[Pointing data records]
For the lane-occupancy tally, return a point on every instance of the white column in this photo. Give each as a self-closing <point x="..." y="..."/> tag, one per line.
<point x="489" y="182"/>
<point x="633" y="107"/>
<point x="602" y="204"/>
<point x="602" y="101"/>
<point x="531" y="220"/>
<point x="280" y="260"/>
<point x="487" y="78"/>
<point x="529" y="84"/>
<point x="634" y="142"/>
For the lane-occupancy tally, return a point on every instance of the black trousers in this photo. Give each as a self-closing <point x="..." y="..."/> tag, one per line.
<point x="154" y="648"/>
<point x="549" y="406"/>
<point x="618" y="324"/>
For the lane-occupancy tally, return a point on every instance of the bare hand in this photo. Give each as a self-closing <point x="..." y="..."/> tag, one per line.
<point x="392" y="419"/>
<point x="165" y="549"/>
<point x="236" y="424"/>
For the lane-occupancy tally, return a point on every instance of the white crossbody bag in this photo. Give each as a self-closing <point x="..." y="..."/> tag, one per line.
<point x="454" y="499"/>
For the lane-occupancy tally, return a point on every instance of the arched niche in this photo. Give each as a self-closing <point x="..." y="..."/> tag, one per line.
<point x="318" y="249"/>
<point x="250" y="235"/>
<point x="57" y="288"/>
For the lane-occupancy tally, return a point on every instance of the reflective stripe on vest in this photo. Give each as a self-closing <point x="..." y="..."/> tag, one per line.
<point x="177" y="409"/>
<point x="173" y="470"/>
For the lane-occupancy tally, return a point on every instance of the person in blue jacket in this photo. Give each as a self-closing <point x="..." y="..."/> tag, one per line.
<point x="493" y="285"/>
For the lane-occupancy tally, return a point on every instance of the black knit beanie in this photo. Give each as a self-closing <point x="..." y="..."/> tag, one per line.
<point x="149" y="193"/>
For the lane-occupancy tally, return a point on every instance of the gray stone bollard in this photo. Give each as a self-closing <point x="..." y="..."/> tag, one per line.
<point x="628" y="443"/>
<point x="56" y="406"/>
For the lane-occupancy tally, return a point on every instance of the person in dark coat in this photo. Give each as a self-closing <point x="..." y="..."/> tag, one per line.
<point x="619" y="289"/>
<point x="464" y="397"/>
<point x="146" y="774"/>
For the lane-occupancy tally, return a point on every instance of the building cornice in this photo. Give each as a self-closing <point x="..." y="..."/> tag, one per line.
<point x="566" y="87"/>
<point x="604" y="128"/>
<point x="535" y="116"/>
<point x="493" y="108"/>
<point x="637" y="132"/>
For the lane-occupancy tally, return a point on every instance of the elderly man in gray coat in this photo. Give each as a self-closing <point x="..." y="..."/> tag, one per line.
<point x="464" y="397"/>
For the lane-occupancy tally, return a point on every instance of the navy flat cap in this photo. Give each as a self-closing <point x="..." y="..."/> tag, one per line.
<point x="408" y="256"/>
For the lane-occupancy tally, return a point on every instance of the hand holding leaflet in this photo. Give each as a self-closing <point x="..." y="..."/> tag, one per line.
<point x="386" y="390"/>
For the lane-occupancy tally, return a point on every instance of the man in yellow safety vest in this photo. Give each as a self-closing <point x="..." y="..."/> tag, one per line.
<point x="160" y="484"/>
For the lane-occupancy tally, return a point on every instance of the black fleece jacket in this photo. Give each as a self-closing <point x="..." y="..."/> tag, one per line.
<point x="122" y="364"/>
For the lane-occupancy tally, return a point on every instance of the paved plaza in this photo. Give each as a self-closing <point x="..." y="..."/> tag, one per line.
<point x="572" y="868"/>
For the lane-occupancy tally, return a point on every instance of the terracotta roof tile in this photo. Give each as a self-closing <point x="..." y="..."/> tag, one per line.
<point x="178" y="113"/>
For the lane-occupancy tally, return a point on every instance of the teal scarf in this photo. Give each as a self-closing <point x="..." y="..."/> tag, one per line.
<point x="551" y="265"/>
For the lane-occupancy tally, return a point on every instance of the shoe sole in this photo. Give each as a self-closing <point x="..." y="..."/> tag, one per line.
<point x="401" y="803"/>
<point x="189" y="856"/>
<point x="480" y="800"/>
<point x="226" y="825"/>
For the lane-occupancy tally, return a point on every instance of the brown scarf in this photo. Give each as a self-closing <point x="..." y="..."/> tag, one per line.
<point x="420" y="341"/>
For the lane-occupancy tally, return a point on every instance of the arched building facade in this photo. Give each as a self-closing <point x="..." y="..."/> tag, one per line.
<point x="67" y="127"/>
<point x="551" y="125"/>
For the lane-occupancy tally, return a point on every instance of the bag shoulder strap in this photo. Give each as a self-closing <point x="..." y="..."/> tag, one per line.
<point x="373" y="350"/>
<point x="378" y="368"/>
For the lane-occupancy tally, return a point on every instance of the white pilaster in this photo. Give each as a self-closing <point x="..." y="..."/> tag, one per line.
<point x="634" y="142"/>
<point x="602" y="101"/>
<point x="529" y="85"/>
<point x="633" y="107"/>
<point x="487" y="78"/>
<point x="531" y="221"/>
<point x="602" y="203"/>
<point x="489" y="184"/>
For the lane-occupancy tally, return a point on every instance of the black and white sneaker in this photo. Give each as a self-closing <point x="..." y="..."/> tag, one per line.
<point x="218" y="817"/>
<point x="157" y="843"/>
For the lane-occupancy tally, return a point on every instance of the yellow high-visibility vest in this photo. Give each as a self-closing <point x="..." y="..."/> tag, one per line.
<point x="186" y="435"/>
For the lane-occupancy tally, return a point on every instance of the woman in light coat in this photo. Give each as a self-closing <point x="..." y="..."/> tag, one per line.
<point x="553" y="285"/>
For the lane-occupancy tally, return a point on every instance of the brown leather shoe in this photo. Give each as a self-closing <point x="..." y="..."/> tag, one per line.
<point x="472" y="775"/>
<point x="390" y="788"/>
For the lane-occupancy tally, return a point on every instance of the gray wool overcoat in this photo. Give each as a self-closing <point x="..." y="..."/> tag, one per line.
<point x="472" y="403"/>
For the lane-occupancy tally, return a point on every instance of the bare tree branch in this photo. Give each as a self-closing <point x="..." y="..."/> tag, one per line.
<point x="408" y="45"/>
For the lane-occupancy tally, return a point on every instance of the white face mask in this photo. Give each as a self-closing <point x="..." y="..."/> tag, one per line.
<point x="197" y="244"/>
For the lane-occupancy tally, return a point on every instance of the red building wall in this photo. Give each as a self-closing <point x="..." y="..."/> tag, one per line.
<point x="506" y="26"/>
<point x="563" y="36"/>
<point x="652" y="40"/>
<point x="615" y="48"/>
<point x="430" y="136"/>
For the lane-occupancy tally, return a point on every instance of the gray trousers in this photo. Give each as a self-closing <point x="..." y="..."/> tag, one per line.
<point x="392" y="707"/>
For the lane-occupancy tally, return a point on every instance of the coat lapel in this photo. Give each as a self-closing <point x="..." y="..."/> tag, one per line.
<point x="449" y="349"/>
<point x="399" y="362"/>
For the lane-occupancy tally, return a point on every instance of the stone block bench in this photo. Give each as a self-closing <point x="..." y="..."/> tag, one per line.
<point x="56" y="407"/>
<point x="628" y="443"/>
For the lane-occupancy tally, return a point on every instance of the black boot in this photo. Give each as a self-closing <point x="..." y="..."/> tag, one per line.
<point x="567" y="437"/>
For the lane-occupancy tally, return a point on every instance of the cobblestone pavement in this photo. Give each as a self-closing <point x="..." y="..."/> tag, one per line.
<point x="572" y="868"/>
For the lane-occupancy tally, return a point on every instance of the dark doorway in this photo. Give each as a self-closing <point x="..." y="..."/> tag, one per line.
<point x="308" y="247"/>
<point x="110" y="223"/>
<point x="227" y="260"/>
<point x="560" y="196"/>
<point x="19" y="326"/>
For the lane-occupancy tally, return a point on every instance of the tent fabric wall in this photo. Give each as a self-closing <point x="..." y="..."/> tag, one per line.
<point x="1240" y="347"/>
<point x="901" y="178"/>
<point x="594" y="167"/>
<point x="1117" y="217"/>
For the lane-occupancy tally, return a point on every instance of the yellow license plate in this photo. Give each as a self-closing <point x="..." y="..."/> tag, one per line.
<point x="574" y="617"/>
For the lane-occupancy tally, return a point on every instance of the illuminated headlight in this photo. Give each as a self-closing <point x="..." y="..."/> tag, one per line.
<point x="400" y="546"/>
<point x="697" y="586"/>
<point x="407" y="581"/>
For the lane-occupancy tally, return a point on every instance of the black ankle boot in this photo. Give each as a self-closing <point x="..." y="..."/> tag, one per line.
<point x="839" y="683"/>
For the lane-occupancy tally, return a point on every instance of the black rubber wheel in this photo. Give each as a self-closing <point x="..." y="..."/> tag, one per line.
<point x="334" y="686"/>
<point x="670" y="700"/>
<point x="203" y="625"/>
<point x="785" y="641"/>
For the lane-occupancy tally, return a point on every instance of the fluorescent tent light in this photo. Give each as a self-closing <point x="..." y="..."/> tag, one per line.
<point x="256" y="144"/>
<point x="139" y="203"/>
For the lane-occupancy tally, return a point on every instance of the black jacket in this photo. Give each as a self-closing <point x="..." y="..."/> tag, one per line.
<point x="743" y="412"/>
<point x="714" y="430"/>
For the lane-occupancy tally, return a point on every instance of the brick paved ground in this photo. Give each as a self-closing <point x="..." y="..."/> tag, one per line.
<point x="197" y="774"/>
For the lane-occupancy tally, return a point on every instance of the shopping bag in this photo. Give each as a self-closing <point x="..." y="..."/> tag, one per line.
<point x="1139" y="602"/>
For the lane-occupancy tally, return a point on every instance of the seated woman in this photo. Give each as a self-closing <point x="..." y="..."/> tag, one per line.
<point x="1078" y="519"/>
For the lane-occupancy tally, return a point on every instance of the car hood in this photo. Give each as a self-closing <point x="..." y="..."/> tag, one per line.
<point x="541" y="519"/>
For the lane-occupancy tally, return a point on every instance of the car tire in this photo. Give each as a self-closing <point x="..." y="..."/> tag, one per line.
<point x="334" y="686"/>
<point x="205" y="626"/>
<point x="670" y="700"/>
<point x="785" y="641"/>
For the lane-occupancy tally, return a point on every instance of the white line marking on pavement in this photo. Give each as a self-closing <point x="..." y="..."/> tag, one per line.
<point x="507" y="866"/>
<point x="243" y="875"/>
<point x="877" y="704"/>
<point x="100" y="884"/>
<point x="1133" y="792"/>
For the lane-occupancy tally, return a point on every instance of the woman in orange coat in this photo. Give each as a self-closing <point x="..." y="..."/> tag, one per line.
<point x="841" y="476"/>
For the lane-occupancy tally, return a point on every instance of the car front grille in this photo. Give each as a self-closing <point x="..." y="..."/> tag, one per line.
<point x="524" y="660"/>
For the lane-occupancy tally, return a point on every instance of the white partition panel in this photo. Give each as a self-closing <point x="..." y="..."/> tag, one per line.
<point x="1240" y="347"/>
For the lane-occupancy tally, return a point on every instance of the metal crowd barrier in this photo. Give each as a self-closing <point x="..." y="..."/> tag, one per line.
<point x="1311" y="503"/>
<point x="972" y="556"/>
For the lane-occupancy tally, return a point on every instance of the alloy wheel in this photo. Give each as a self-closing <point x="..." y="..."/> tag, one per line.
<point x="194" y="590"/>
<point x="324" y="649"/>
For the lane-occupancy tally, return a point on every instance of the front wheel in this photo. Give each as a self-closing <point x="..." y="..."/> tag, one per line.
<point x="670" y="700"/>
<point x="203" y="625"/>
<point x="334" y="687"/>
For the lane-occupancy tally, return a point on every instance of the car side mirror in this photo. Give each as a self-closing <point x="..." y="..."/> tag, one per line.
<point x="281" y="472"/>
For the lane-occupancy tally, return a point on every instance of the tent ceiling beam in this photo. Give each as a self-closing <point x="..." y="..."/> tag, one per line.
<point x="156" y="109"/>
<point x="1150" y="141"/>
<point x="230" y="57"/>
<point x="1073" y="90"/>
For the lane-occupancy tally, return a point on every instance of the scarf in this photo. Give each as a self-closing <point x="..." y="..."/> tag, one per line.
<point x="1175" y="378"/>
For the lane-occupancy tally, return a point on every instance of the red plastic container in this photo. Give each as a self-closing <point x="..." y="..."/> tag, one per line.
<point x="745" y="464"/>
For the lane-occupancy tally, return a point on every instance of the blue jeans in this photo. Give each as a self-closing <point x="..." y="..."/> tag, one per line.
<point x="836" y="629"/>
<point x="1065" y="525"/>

The request –
Return the data lines unchanged, from the line that contains "the red plastic" through the final line of the data.

Task answer –
For the lane-occupancy tally, return a point on every instance of the red plastic container in this photo. Give each as a self-closing <point x="..." y="..."/> tag, one per line.
<point x="745" y="464"/>
For the lane-occupancy tally, return a point on every instance of the blue jeans in this photo. Give each as a self-closing <point x="..." y="..."/> tag, one per line.
<point x="836" y="629"/>
<point x="1065" y="525"/>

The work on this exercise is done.